▶ **Текст**
■ ■ ■ ■
– Евгений Алексеевич, извините, но я вам не Жаботинский!
– Ты откуда звонишь? Из чьего кабинета? Имя-отчество хозяина кабинета – быстренько! У меня совершенно нет времени.
(У него никогда не было времени!)
Я тут же узнал «имя-отчество» хозяина кабинета и сообщил Линду.
– Передай ему трубочку.
У меня до сих пор большие сомнения, слышал ли сотрудник (может, начальник или его заместитель?) Московского районного телефонного узла, которому я передал «трубочку», прежде не только фамилию Линд, но и о музее «А музы не молчали…», но буквально через минуту он заявил:
– Евгений Алексеевич, не волнуйтесь, все сделаем!
И в считанные минуты появились грузчики и автомобиль-пикап.
Для меня так и останется загадкой, как документально оформлялась передача имущества, того же телефонного провода или тапочек, которые мы (я и двое учащихся) доставили из Эрмитажа Линду домой, а оттуда они уже были увезены в Слободку-Шелеховскую.
Линд обладал необыкновенным умением (даром?) «поднять народ» и договориться с кем бы то ни было о чем бы то ни было.
■ ■ ■ ■
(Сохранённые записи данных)
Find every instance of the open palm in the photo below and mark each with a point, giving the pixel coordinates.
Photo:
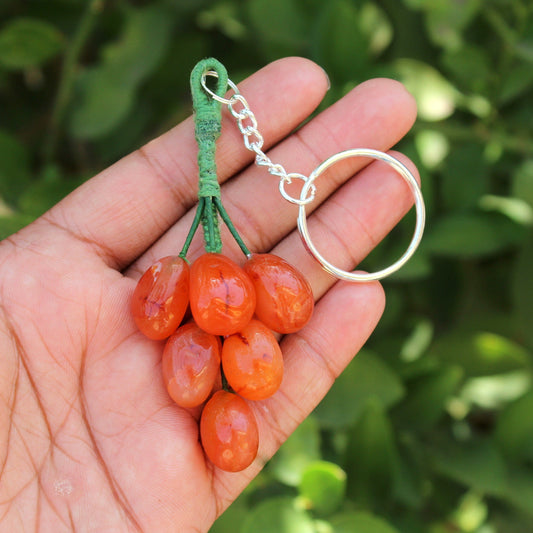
(89, 439)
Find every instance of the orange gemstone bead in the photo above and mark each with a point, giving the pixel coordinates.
(191, 364)
(284, 297)
(252, 362)
(221, 294)
(229, 432)
(161, 297)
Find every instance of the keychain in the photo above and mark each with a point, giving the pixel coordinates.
(227, 353)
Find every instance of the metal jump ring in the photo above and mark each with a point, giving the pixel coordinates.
(419, 205)
(227, 101)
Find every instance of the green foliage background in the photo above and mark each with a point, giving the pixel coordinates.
(430, 429)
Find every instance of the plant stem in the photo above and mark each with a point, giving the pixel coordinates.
(68, 73)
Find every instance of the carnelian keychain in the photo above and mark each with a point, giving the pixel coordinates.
(235, 311)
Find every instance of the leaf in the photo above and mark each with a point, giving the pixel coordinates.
(520, 490)
(366, 377)
(278, 515)
(346, 34)
(11, 224)
(514, 429)
(469, 66)
(360, 522)
(280, 25)
(472, 235)
(427, 398)
(300, 449)
(371, 456)
(234, 514)
(323, 486)
(516, 83)
(493, 392)
(522, 290)
(28, 42)
(465, 177)
(14, 167)
(105, 102)
(480, 353)
(146, 35)
(435, 96)
(106, 93)
(447, 20)
(523, 181)
(477, 464)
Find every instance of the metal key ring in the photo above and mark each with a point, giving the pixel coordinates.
(419, 205)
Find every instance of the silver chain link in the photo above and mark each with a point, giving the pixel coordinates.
(253, 141)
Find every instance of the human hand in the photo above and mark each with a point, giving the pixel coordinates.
(90, 440)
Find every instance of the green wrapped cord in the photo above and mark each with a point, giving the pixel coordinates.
(208, 125)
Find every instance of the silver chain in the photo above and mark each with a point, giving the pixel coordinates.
(253, 141)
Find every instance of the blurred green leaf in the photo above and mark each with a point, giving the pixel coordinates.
(522, 290)
(280, 25)
(106, 93)
(366, 377)
(226, 523)
(323, 486)
(447, 20)
(473, 234)
(27, 42)
(516, 83)
(12, 223)
(523, 181)
(344, 54)
(519, 491)
(480, 353)
(360, 522)
(278, 515)
(371, 456)
(514, 429)
(345, 35)
(477, 464)
(469, 67)
(427, 399)
(300, 449)
(493, 392)
(14, 167)
(147, 33)
(105, 102)
(465, 177)
(434, 94)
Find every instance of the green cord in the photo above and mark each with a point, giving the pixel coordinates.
(208, 121)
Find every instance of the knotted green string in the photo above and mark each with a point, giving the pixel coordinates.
(207, 120)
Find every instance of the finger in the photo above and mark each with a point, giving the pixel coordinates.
(314, 357)
(375, 114)
(124, 209)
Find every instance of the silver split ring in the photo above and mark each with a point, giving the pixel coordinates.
(419, 205)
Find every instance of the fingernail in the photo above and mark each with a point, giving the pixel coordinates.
(327, 78)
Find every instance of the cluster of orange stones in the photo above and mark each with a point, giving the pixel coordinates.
(227, 352)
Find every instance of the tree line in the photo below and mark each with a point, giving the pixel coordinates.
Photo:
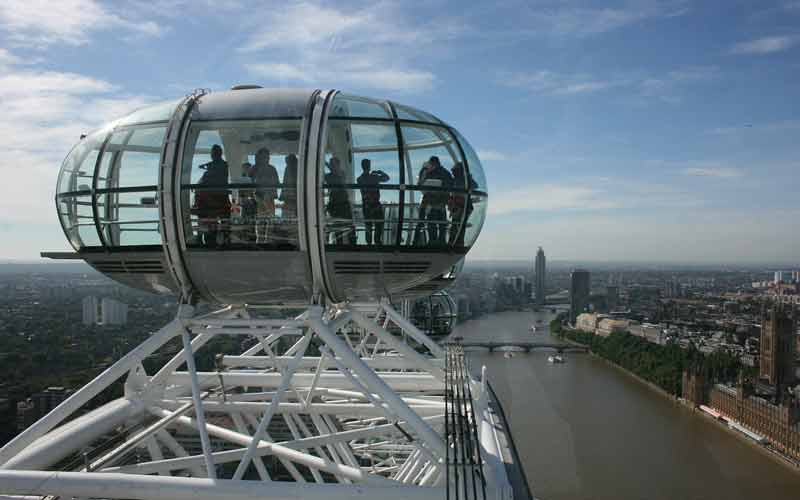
(662, 365)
■ ■ ■ ■
▶ **Что сделать**
Воспроизведите без изменений отрывок из текста о Линде: всё, начиная со слов «Я тут же узнал» и вплоть до слов «увезены в Слободку-Шелеховскую.» включительно.

▶ **Ответ**
Я тут же узнал «имя-отчество» хозяина кабинета и сообщил Линду.
– Передай ему трубочку.
У меня до сих пор большие сомнения, слышал ли сотрудник (может, начальник или его заместитель?) Московского районного телефонного узла, которому я передал «трубочку», прежде не только фамилию Линд, но и о музее «А музы не молчали…», но буквально через минуту он заявил:
– Евгений Алексеевич, не волнуйтесь, все сделаем!
И в считанные минуты появились грузчики и автомобиль-пикап.
Для меня так и останется загадкой, как документально оформлялась передача имущества, того же телефонного провода или тапочек, которые мы (я и двое учащихся) доставили из Эрмитажа Линду домой, а оттуда они уже были увезены в Слободку-Шелеховскую.